Instruction — Copy the following lines word for word.

◆ ◆ ◆ ◆

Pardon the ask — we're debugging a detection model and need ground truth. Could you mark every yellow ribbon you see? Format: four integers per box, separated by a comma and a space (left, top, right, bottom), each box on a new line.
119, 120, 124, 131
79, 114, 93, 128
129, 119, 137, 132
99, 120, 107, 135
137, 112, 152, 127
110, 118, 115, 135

◆ ◆ ◆ ◆

Answer to this problem —
Pardon the ask — we're debugging a detection model and need ground truth. Could you mark every yellow ribbon you see? Format: four integers per box, separated by a comma and a space (left, top, right, bottom), each box on a new line.
119, 120, 124, 131
79, 114, 93, 128
129, 119, 137, 132
99, 120, 107, 135
137, 112, 152, 127
110, 118, 115, 135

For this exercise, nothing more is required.